DESCRIPTION OF THE TASK: Reproduce the entries exactly.
========================================================================
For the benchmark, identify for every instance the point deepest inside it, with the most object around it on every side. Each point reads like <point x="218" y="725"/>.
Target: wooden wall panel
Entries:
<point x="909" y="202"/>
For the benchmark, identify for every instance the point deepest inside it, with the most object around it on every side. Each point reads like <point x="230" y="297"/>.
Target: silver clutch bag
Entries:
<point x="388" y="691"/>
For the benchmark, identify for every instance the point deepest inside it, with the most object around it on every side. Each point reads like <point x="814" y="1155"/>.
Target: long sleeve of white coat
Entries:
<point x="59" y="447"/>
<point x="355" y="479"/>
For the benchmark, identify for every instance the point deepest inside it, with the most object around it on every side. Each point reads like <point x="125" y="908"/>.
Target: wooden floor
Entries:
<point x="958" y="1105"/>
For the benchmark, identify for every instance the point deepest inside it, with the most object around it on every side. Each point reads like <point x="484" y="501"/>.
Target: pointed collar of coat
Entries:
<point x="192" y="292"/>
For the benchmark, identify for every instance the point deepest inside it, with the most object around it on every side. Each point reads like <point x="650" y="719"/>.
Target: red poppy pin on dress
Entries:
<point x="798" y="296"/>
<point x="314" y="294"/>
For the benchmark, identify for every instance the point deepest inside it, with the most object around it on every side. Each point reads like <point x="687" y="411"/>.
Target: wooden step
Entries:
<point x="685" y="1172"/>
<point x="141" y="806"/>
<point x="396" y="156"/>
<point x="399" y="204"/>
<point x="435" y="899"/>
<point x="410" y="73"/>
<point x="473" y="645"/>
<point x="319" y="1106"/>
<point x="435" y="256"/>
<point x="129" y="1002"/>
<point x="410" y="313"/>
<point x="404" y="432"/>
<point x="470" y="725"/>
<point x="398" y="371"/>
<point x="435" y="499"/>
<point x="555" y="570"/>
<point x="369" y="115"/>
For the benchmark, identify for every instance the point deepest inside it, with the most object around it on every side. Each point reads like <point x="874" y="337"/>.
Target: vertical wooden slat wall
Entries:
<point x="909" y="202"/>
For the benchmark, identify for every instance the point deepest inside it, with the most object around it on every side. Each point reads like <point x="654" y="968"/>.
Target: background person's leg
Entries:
========================================================================
FULL OUTPUT:
For the benchmark, identify for every instance the point deepest inside it, with the most object around it on every side. Each point reads like <point x="218" y="725"/>.
Target: wooden wall panel
Entries:
<point x="909" y="202"/>
For the benchmark, identify for every instance the point deepest inside it, with the most object around it on every side. Each point reads like <point x="230" y="297"/>.
Target: silver clutch bag
Entries:
<point x="388" y="691"/>
For the benchmark, identify for every instance the point deepest inside it, with the most object around it on every side. Each point reads like <point x="814" y="1155"/>.
Target: long sleeve of white coat
Entries:
<point x="59" y="447"/>
<point x="355" y="479"/>
For the benchmark, identify for every instance the point deepest inside it, with the most object around it on every side. Each point reads like <point x="125" y="908"/>.
Target: wooden floor
Entries:
<point x="958" y="1105"/>
For the benchmark, identify for every instance the point deepest inside it, with the most object around it on every side. Each point reads like <point x="484" y="501"/>.
Target: pointed collar of coat
Entries:
<point x="192" y="292"/>
For the benchmark, identify for every instance the point deepest inside it, with the most object around it on every side. Each point reads like <point x="650" y="719"/>.
Target: red poppy pin on dress
Entries:
<point x="798" y="296"/>
<point x="314" y="294"/>
For the benchmark, identify for every instance the point deepest inside it, with the most object around it on every side. Each point reads like <point x="687" y="411"/>.
Target: wooden step
Entries:
<point x="685" y="1172"/>
<point x="141" y="806"/>
<point x="396" y="156"/>
<point x="399" y="204"/>
<point x="435" y="899"/>
<point x="410" y="73"/>
<point x="473" y="645"/>
<point x="319" y="1106"/>
<point x="435" y="256"/>
<point x="129" y="1002"/>
<point x="410" y="313"/>
<point x="404" y="432"/>
<point x="470" y="725"/>
<point x="398" y="371"/>
<point x="435" y="499"/>
<point x="555" y="570"/>
<point x="369" y="115"/>
For the benchmark, identify for every instance the point deepest inside it, with the most object around it on every side. Each point reads like <point x="874" y="337"/>.
Target: vertical wooden slat wall
Entries:
<point x="909" y="202"/>
For the benchmark, identify for every instance the point deepest inside it, with the most object around it on every side. Each point reads like <point x="654" y="968"/>.
Target: background person's leg
Entries:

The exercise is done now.